Reproduce only the records starting with the line containing "Provide the polygon of every instance of the light" and going on through the line containing "[[87,126],[87,118],[52,118],[48,120],[48,126]]", requests included, and offset every coordinate in the answers by -114. Leave the numbers in the requests and their format samples as they are.

> Dataset content:
+-------+

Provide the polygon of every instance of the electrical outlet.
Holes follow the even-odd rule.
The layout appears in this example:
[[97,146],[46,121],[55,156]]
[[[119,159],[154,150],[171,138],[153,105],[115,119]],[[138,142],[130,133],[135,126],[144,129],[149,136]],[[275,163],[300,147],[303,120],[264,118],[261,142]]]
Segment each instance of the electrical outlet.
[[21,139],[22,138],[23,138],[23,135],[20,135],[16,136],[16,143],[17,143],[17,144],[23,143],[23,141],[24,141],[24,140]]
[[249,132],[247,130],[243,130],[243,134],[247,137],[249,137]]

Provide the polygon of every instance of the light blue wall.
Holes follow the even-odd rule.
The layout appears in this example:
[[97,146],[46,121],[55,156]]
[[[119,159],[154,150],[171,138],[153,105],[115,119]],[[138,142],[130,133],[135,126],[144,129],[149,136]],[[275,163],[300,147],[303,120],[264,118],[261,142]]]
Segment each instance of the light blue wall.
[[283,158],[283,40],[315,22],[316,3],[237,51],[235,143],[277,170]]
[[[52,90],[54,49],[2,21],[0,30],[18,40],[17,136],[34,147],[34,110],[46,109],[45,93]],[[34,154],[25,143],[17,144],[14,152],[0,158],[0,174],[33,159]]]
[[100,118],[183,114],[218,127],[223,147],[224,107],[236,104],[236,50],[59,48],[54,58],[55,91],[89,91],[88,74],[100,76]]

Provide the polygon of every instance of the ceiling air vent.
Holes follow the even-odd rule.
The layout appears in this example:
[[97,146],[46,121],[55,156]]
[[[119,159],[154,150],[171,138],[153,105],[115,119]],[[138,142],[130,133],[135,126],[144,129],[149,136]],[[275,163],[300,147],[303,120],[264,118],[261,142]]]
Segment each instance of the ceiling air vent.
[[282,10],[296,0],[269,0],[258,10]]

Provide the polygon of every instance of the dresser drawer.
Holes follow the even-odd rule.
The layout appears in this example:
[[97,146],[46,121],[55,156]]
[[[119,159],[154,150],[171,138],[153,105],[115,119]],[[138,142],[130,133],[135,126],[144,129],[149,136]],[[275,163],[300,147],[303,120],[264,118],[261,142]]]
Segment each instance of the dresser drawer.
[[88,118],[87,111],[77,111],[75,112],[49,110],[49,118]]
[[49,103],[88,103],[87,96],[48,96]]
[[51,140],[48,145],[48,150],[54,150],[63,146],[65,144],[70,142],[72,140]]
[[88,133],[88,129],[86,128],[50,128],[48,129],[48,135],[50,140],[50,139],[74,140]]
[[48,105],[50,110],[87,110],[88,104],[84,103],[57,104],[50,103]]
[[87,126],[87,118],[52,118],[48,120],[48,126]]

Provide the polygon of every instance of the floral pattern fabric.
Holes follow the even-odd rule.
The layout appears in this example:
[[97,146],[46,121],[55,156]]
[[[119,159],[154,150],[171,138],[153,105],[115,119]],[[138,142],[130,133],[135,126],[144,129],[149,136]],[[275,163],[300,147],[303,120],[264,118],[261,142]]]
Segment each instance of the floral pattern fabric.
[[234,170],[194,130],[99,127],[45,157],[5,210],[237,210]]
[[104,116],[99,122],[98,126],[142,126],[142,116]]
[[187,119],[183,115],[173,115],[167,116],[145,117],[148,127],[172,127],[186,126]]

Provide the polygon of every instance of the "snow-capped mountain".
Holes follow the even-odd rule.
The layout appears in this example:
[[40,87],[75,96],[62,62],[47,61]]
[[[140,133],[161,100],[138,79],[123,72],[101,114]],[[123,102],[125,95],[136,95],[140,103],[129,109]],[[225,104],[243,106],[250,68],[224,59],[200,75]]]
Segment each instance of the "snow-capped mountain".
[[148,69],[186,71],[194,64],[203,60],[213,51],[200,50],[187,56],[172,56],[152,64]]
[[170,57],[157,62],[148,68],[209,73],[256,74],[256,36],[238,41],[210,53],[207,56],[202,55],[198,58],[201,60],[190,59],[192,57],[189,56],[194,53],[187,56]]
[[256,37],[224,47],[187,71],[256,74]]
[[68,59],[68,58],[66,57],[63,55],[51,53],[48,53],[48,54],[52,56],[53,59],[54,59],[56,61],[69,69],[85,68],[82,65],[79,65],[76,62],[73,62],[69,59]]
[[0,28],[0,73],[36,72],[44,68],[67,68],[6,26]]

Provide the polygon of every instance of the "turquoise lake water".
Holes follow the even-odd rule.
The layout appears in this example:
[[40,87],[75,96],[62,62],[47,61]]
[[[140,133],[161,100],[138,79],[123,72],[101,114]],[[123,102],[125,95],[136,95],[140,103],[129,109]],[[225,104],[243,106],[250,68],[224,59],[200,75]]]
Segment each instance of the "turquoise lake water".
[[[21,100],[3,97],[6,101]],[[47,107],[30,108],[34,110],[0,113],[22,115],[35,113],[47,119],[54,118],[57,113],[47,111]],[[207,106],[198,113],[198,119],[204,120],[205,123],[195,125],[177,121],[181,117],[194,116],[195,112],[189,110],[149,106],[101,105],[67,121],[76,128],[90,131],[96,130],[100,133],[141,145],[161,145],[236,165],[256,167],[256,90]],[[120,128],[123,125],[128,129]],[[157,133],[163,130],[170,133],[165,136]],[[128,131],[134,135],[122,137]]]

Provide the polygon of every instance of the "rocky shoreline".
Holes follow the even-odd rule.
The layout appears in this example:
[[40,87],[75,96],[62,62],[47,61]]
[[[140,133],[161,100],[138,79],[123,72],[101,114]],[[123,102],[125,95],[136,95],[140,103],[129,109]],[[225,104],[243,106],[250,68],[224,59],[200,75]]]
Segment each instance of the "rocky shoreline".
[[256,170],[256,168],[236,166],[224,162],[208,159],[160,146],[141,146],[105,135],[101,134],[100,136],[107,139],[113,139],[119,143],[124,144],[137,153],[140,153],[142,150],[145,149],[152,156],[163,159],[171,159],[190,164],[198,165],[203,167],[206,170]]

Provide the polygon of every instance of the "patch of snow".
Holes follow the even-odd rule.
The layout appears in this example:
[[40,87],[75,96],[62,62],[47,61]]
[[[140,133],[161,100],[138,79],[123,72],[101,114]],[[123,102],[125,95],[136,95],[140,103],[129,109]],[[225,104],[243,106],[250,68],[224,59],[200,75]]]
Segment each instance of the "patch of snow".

+-------+

> Expected answer:
Provide the polygon of every instance of the light blue wall.
Holes follow the even-odd rule.
The layout appears in this example:
[[97,146],[46,121],[55,156]]
[[[119,159],[154,150],[171,138],[153,105],[115,119]],[[138,142],[130,133],[135,126],[144,129],[149,136]],[[275,163],[300,147],[303,120],[264,118],[261,142]]]
Segment each instance of the light blue wall.
[[169,44],[169,-74],[201,-92],[202,-111],[123,-63],[121,29],[163,56]]
[[[-62,-24],[-60,-65],[-112,-93],[-114,-84],[-96,-74],[-97,22],[-80,33],[-80,-4],[-68,-5],[-69,-21]],[[-80,40],[-89,29],[-97,30],[-100,38],[-114,44],[-114,60],[-81,45]]]
[[-14,4],[69,0],[104,13],[109,33],[110,-7],[122,-10],[122,-64],[-55,-66],[-60,-56],[-59,-23],[-25,-23],[-26,-40],[-14,-38]]

Provide the polygon of every instance of the ceiling air vent.
Holes follow the even-odd rule.
The layout appears in this example:
[[97,146],[46,121],[55,156]]
[[[119,159],[154,150],[171,138],[153,105],[115,119]],[[138,142],[130,133],[135,126],[144,129],[149,136]],[[275,163],[300,147],[303,120],[264,118],[261,142]]]
Segment each instance of the ceiling air vent.
[[168,-104],[182,-114],[155,-114],[144,-104]]

Provide the polygon of every instance of the dresser drawer.
Holes follow the even-odd rule.
The layout appears in this example:
[[97,146],[46,121],[55,156]]
[[[119,159],[154,150],[171,138],[153,105],[115,119]],[[138,142],[130,133],[135,126],[144,129],[149,136]],[[275,163],[300,147],[303,120],[264,118],[261,142]]]
Segment each instance of the dresser drawer.
[[-26,4],[-27,-3],[-37,-3],[-39,-2],[-65,-4],[-65,4]]
[[-65,-11],[-26,-11],[-27,-18],[-66,-18]]
[[-63,26],[-66,31],[-66,36],[-60,36],[-51,32],[-49,30],[-44,28],[-42,26]]
[[-26,19],[-26,15],[-28,14],[-64,14],[-66,15],[-66,21],[-64,26],[-64,25],[-40,26]]
[[-66,-9],[-64,-4],[-27,-4],[-26,-10],[-30,-11],[-57,-10],[-64,-11]]
[[-27,12],[-27,4],[-62,4],[-66,6],[-66,12]]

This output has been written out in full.